▶ [Dataset records]:

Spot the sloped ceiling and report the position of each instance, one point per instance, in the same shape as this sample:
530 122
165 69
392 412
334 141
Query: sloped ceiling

▶ [What you should do]: Please rewrite the entries above, changing every "sloped ceiling" to "slanted ceiling" and keeping everything else the same.

▶ [Solved problem]:
Spot the slanted ceiling and report the position of each instance, one point per instance, in the same shape as this sample:
530 122
165 69
392 412
334 141
Query: slanted ceiling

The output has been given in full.